PROBLEM STATEMENT: Please set down exactly the lines of the listing below from the line containing "Each <instance> targets" through the line containing "negative clicks: (363, 146)", both lines included, leaving out all other lines.

RAW DATA:

Start of Block

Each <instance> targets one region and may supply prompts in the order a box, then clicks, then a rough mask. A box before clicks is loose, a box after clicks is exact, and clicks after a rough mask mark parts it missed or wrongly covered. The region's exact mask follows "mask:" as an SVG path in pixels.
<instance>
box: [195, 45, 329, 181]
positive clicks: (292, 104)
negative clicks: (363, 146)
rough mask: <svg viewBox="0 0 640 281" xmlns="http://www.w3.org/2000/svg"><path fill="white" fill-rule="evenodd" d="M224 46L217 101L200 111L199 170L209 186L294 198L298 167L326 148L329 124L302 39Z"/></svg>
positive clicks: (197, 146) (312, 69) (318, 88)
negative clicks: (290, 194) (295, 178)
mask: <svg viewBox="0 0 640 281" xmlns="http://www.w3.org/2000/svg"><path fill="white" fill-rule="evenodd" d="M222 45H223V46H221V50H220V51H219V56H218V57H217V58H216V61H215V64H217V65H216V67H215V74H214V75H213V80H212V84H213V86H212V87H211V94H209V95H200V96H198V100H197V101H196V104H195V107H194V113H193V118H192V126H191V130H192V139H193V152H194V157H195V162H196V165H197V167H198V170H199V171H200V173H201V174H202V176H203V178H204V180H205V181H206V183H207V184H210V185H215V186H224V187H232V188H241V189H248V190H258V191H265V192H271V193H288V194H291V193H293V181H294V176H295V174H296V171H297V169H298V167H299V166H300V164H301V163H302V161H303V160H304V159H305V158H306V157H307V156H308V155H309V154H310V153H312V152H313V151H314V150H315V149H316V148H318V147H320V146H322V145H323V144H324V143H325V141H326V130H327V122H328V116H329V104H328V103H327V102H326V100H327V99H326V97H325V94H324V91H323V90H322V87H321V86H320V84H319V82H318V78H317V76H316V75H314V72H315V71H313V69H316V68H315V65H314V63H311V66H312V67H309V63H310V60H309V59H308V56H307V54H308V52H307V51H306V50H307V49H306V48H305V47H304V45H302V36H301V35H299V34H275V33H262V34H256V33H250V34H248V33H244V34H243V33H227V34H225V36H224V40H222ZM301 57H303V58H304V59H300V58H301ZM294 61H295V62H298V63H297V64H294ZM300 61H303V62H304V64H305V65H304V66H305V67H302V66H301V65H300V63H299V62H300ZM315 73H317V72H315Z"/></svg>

End of Block
Start of Block

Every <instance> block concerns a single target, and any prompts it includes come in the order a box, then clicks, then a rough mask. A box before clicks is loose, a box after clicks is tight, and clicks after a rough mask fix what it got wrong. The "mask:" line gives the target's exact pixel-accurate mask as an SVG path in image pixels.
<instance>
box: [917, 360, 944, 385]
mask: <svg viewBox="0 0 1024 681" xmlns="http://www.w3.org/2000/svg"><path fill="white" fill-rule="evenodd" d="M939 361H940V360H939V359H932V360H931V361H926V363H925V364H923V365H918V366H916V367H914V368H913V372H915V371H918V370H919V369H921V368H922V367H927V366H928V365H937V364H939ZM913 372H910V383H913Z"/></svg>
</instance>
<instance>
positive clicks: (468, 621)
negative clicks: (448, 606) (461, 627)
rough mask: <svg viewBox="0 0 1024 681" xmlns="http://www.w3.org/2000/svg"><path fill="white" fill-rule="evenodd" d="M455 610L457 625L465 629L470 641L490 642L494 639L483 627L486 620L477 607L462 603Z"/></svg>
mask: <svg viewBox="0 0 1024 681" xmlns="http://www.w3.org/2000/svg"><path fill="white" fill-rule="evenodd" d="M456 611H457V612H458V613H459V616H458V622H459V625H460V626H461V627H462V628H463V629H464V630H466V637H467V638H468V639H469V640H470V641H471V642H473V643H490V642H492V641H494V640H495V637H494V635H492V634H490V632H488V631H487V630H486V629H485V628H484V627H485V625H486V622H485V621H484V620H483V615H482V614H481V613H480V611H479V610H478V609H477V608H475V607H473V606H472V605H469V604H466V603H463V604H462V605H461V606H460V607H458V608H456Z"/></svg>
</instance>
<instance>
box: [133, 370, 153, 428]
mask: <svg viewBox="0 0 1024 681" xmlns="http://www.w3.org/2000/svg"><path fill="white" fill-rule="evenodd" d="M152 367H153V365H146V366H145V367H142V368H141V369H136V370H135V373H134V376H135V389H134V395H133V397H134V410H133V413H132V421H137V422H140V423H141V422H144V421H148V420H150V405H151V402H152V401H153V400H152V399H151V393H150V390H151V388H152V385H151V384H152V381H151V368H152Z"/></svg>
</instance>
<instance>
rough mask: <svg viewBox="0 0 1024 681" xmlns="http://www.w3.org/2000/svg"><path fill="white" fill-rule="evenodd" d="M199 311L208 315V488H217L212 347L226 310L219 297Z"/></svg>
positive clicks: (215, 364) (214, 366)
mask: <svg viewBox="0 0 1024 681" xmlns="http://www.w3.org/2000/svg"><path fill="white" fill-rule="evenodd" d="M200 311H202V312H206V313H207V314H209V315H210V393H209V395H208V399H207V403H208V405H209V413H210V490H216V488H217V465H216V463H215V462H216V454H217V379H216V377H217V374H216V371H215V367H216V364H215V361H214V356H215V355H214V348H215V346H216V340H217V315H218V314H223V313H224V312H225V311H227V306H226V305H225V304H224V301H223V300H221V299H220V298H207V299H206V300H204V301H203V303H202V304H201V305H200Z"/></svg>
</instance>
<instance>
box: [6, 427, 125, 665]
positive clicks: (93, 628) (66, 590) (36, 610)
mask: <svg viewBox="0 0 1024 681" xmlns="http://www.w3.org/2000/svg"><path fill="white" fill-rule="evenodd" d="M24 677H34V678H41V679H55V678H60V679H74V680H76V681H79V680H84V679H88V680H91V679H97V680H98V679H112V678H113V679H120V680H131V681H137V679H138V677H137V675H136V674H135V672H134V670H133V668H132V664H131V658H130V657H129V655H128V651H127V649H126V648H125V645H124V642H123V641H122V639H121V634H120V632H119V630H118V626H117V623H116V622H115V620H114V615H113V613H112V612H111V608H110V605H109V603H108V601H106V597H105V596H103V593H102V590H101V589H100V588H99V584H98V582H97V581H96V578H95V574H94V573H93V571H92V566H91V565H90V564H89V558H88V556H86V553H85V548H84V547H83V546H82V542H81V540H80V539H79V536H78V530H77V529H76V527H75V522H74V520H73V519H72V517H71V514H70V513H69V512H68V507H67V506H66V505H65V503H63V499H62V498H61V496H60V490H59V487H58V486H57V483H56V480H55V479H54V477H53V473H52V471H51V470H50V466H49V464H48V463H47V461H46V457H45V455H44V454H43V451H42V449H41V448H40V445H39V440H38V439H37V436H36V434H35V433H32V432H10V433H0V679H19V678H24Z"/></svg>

End of Block
Start of Block

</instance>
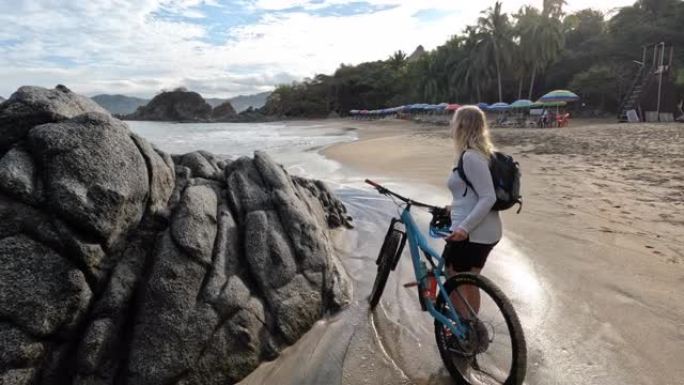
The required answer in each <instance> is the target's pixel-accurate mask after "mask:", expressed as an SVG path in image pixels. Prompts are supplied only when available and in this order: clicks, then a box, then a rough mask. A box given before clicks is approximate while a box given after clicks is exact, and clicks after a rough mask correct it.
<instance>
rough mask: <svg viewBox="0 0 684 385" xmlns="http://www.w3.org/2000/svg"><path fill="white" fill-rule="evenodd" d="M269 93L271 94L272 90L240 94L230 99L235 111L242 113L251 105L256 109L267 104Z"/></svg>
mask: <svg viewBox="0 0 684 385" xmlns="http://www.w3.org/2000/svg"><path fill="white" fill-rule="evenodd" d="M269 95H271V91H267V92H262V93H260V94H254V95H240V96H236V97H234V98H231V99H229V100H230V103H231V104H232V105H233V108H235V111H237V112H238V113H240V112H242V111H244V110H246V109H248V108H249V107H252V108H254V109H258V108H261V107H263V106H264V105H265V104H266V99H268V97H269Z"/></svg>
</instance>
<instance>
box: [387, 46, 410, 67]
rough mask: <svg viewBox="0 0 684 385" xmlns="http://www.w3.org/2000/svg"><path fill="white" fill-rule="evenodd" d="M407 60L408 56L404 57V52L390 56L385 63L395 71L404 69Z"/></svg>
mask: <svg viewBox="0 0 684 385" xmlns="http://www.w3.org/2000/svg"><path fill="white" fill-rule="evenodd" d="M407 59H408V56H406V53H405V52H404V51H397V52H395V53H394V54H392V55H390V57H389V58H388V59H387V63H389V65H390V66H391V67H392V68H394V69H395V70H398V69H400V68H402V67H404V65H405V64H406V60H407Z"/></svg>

End of Block

SOLUTION TO THIS TASK:
Each <instance> targets one region and may supply prompts in the order a box, then clicks, then a rough mask. A box before clicks is loose, a box after clicks is exact, and clicks after a rough mask mark parts it missed or wrongly covered. The region's exact mask follows "mask:" as an SVG path in pixels.
<instance>
box: [195, 45, 329, 181]
positive clicks: (292, 104)
negative clicks: (363, 146)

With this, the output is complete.